• [TASK REQUIREMENTS] Repeat the passage of the Taicang Senior High School text between "Information" and "Dai Huiya (戴惠亚)", inclusive.

═════ TEXT SECTION

- Taicang, Jiangsu China

Information
- Type: Public
- Motto: 志远业精 (pinyin：ZhìYuǎnYèJīng)严谨认真 (pinyin：YánJǐngRènZhēn) 勤学善思 (pinyin：QínXuéShànSī)
- Established: 1995
- Principal: Sun Junqi（孙君琪）
- Vice Principal for the Rule of Law: Dai Huiya (戴惠亚)
- Faculty: 170
- Enrollment: 2066
- Classes: 41
- Area: 26,000 square meters
- Website: stg.tc.cn

= Taicang Senior High School =

Taicang Senior High School （太仓高级中学，pinyin:TàiCāngGāoJíZhōngXué， abbreviation:省太高, pinyin:ShěngTàiGāo）is a high school in Taicang, Suzhou, China.

The student usually call themselves as Taigaoren(太高人，pinyin：TàiGāoRén)

== History ==
Taicang Senior High School is an all-day school constructed in Jiangsu province. It has a history of almost one hundred years. It was developed from the senior high school department of another school called Taicang the First Middle School.

In July, 1995, the school's construction was finished and it was officially named Taicang senior high school. It began to independently recruit students. In March, 1997, the school was honored as "Jiangsu provincial key high school". In July, 1998, it gained another award, the title of "Provincial High School". In April, 1999, it was affirmed as a provincial "National Level Demonstrative High School" after strict assessment. In March, 2004, the school was finally evaluated as "Provincial Four-Star Level High School".

Evaluation of a school is based, to some extent, is on the graduation rates. The reason why Taicang Senior High School gains a high reputation all over the city mostly due to its good graduation rates.

══════════
═════ GIVEN RECORDS

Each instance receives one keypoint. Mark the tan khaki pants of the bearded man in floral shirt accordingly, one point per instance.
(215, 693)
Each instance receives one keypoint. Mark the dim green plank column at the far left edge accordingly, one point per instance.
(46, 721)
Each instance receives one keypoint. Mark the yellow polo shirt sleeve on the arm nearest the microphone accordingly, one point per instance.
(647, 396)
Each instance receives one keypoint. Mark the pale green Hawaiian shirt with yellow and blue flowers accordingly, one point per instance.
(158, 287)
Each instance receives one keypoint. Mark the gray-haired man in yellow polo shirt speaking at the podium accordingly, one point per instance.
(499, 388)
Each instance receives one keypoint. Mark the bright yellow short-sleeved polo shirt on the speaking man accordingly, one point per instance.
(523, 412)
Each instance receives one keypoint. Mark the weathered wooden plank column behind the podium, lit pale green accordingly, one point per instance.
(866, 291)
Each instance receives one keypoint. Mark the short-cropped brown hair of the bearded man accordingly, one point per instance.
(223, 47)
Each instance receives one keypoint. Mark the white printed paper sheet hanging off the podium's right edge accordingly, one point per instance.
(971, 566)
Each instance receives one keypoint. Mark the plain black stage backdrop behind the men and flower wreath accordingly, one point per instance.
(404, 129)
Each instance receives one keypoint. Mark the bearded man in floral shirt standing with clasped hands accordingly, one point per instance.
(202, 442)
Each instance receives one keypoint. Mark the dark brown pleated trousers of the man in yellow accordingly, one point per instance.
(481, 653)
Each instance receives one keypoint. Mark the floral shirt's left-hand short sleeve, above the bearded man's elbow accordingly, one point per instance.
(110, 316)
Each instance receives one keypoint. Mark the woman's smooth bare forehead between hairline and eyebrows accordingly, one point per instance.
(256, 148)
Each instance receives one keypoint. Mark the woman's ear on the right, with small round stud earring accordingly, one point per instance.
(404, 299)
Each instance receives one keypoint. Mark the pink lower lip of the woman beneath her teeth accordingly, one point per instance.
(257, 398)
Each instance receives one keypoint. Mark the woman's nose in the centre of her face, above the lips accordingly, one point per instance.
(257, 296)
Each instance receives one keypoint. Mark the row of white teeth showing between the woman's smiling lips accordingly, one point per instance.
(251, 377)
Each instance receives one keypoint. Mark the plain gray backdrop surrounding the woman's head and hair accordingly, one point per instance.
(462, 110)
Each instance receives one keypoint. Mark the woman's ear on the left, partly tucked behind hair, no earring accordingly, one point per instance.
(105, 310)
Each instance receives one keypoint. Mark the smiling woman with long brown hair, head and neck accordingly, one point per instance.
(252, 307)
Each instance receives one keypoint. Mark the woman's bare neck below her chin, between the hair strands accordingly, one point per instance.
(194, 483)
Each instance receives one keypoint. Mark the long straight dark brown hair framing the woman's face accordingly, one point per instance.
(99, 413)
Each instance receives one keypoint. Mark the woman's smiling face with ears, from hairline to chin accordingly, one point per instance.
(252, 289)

══════════
═════ GIVEN RECORDS

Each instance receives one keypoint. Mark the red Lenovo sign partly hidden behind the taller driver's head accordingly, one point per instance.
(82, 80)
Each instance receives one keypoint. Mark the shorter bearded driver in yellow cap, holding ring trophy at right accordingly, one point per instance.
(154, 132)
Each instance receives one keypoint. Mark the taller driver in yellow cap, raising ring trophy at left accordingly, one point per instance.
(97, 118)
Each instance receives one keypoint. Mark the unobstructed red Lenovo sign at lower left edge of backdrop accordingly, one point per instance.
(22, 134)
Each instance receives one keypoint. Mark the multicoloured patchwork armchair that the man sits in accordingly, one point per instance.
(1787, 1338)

══════════

• [RESULT]
Information
- Type: Public
- Motto: 志远业精 (pinyin：ZhìYuǎnYèJīng)严谨认真 (pinyin：YánJǐngRènZhēn) 勤学善思 (pinyin：QínXuéShànSī)
- Established: 1995
- Principal: Sun Junqi（孙君琪）
- Vice Principal for the Rule of Law: Dai Huiya (戴惠亚)